| WHAT IS ASKED |
Locate each line in the items below that contains the string "background", and copy those lines. Treat uppercase and lowercase as different.

| MATERIALS PROVIDED |
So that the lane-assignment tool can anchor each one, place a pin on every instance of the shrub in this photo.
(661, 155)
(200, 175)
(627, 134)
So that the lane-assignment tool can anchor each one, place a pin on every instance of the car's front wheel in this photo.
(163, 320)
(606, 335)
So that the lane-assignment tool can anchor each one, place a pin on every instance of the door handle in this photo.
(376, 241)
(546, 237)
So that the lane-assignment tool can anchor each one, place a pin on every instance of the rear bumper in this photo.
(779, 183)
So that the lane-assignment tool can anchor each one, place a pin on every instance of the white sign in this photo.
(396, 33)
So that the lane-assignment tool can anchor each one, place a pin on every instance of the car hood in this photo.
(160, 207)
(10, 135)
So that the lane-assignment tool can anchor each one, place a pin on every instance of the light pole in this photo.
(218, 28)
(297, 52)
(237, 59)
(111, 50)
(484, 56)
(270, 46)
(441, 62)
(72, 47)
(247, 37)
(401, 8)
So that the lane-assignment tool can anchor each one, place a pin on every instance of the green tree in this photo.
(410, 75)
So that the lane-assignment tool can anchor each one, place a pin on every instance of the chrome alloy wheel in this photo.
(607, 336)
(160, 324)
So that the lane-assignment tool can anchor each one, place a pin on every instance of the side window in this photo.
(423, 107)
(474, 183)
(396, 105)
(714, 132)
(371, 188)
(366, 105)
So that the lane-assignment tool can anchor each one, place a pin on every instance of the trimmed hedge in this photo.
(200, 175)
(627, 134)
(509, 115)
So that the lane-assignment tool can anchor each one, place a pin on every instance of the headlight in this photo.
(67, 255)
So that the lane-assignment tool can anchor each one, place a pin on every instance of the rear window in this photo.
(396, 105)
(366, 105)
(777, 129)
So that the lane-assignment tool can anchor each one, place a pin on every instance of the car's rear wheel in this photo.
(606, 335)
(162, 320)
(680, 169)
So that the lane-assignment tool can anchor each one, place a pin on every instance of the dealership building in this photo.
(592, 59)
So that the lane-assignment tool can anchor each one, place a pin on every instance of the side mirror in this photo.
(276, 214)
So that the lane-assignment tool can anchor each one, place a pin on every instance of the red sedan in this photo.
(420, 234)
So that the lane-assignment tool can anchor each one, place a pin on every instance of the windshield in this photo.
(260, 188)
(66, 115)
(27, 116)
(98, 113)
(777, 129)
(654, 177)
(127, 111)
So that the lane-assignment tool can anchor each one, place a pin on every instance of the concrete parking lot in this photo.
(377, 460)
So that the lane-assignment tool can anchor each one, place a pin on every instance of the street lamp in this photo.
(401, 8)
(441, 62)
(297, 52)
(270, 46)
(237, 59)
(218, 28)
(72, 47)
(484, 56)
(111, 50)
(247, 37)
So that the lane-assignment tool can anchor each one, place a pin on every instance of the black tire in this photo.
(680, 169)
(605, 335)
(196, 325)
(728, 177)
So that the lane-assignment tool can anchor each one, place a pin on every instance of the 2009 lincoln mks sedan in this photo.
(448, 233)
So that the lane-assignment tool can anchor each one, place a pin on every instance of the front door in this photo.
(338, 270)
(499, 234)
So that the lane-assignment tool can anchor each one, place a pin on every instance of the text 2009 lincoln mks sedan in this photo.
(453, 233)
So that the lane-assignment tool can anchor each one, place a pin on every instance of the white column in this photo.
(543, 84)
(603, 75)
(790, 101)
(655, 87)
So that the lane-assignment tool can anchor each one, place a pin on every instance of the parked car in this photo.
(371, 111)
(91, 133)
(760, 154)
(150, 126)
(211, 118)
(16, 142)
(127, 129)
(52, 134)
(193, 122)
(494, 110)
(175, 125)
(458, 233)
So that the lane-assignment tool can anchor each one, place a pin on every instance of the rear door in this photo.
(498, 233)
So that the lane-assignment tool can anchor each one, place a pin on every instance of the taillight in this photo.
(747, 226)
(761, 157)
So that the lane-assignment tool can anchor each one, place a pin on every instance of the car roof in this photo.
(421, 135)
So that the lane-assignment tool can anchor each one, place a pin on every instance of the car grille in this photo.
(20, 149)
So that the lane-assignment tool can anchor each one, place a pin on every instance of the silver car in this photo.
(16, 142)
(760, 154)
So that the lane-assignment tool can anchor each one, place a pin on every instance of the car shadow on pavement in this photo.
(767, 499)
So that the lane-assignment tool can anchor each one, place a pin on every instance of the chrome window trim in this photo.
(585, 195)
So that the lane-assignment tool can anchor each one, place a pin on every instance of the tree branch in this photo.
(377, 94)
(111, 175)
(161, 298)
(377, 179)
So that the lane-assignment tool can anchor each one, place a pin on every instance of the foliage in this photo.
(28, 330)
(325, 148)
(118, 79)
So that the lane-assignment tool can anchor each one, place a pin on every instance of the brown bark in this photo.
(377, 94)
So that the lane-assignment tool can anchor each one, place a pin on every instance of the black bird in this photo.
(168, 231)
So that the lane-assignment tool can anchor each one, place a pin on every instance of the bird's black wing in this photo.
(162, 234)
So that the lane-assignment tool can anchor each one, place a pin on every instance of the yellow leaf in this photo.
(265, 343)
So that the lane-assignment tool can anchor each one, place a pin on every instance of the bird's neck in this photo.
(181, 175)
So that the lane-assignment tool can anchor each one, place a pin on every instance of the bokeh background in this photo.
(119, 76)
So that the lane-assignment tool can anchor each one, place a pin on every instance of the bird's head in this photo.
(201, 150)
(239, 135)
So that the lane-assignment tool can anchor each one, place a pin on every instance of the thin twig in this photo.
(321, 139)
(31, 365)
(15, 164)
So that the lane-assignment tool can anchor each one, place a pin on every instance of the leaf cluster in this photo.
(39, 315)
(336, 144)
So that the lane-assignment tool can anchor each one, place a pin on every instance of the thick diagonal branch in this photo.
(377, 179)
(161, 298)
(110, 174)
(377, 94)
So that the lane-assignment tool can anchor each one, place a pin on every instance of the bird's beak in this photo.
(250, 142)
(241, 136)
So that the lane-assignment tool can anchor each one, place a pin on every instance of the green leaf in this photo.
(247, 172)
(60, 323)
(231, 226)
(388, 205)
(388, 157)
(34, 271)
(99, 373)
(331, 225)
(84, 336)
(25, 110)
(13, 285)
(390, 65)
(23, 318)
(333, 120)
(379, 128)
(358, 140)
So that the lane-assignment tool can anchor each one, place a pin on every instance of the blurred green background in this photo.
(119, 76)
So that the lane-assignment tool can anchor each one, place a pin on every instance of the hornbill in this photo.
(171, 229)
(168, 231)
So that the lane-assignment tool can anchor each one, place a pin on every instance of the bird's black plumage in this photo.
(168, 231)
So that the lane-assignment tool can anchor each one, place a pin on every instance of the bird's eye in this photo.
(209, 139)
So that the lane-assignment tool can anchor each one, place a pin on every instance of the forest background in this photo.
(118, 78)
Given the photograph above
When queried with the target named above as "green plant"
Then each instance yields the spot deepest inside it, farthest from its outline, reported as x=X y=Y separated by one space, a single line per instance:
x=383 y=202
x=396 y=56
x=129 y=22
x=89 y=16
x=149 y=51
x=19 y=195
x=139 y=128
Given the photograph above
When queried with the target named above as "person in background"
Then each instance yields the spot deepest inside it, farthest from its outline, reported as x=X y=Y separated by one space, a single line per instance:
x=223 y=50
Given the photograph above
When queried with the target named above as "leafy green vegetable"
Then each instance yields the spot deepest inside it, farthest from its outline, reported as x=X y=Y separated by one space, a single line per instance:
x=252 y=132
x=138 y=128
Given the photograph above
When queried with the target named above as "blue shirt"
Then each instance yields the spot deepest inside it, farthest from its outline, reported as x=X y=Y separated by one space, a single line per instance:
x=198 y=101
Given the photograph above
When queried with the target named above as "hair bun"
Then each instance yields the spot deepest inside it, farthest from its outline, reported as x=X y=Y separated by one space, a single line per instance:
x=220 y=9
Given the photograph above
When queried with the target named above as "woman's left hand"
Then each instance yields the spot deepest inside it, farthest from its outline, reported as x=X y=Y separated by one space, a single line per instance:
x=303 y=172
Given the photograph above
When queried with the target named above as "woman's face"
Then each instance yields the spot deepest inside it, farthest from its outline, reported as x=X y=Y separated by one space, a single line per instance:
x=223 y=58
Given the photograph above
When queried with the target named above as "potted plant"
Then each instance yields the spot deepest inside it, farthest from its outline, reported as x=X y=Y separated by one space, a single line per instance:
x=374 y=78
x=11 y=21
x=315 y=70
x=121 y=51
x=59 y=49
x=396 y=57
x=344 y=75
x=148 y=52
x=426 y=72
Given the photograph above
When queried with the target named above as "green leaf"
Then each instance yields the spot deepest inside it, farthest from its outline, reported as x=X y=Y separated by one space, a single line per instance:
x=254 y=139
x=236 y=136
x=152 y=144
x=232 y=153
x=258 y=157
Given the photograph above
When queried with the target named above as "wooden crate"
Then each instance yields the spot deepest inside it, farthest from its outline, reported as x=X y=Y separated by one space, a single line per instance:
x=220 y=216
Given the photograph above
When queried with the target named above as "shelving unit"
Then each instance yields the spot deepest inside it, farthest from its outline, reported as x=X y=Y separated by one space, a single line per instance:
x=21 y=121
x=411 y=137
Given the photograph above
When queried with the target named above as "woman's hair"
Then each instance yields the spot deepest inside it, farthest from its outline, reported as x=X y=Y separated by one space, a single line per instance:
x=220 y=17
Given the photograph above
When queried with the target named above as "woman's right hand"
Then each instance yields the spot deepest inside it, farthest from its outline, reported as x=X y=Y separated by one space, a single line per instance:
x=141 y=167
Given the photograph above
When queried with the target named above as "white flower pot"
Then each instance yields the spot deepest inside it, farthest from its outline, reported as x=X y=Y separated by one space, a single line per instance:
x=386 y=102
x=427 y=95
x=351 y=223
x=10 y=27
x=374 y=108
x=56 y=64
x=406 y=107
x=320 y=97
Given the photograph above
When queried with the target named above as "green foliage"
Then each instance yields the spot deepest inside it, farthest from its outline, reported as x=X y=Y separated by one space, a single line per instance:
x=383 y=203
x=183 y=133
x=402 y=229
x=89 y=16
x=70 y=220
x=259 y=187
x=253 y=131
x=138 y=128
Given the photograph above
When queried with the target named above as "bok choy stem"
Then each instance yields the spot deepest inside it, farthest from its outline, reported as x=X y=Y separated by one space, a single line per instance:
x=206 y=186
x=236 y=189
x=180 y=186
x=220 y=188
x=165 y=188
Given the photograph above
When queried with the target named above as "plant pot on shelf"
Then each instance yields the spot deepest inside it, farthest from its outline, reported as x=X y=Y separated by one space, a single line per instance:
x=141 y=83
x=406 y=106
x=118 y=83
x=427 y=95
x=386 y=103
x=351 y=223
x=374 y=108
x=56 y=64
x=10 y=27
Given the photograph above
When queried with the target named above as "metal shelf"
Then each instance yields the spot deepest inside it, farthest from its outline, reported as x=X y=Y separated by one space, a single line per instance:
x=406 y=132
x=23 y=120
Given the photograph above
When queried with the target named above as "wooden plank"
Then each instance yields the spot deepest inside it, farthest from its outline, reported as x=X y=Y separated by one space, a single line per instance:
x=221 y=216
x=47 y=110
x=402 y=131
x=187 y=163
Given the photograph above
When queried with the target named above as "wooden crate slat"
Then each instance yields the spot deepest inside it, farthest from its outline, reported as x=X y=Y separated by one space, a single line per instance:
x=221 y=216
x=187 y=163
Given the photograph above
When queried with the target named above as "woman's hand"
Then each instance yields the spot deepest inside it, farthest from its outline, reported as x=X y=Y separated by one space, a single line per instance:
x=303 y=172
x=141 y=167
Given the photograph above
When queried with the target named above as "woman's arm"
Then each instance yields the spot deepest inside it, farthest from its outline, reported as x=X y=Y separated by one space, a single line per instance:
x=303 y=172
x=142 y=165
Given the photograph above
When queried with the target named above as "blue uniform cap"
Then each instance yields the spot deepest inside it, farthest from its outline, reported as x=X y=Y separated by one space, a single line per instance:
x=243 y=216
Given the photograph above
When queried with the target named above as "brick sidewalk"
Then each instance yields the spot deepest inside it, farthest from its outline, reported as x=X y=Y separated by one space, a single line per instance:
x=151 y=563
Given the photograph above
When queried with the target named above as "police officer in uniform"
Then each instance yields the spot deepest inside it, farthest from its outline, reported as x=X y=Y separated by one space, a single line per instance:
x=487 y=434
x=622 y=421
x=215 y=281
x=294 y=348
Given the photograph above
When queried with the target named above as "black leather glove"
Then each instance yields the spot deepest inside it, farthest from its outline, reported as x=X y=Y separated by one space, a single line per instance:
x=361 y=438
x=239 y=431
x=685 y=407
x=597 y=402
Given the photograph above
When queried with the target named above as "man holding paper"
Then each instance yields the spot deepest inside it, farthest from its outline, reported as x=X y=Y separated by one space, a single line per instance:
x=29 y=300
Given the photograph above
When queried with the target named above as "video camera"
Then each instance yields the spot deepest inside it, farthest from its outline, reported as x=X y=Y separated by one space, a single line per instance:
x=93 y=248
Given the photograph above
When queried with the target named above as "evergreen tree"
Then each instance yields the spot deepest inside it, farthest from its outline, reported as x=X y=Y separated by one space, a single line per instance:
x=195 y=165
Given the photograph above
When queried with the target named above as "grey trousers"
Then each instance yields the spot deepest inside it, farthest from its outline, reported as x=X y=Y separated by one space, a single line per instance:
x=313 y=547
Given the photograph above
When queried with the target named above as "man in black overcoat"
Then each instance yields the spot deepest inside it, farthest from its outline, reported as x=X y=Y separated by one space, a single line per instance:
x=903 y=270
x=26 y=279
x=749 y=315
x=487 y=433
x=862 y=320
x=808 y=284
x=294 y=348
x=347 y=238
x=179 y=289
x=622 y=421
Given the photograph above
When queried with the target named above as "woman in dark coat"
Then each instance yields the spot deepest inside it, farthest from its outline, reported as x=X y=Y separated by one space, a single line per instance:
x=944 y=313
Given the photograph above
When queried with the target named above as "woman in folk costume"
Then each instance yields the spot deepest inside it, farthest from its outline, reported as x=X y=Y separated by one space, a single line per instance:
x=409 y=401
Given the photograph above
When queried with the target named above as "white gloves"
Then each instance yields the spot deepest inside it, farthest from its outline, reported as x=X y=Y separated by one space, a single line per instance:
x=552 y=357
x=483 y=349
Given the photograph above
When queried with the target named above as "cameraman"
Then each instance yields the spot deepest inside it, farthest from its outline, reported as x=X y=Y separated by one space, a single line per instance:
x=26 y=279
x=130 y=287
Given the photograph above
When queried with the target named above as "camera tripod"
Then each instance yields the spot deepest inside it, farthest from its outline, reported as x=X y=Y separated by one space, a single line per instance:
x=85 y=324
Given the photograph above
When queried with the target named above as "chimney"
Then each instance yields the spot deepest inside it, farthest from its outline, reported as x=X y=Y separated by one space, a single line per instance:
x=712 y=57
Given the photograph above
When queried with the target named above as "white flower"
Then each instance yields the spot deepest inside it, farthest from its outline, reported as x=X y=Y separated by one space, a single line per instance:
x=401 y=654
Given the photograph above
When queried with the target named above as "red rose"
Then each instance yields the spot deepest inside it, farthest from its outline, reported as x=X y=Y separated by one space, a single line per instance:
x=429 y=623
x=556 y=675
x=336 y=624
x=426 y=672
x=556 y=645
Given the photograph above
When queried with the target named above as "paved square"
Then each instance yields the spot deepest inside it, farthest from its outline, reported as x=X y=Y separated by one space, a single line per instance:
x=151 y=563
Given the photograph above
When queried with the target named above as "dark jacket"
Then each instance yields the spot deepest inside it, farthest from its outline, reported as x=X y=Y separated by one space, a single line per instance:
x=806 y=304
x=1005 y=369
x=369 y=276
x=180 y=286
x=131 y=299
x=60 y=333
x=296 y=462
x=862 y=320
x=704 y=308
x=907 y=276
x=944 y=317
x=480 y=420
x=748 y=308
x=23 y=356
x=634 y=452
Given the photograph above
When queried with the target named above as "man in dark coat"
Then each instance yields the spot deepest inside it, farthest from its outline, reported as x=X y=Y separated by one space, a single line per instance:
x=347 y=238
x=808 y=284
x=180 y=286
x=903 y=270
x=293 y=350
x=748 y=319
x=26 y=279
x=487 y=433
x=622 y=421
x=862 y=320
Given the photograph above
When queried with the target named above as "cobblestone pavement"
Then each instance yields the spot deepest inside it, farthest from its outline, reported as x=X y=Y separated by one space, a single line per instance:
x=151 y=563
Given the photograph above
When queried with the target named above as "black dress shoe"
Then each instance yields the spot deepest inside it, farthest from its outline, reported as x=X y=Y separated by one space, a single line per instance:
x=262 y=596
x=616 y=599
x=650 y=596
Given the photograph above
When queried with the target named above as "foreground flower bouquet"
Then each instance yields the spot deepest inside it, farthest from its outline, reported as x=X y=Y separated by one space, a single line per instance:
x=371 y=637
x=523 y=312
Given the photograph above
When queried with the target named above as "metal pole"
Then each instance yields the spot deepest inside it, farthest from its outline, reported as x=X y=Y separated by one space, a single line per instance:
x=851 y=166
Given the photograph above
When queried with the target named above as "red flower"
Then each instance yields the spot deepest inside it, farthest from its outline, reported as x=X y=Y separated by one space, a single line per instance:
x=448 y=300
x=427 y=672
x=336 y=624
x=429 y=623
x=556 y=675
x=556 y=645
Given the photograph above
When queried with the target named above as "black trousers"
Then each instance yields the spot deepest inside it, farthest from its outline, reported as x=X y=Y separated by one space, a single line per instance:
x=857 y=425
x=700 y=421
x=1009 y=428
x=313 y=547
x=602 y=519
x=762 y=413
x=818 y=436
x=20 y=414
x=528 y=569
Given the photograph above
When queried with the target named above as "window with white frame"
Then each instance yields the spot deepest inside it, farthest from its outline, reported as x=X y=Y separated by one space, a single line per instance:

| SOLUTION |
So that the lane-assignment tool can anchor each one, place a pin on every instance of the bokeh background in this photo.
So that the lane-assignment tool can anchor each one, place a pin on every instance of the blurred green background in this photo.
So that the lane-assignment tool can anchor each one, place a pin on every instance of the forest background in this photo.
When queried with the target named above as "person in background"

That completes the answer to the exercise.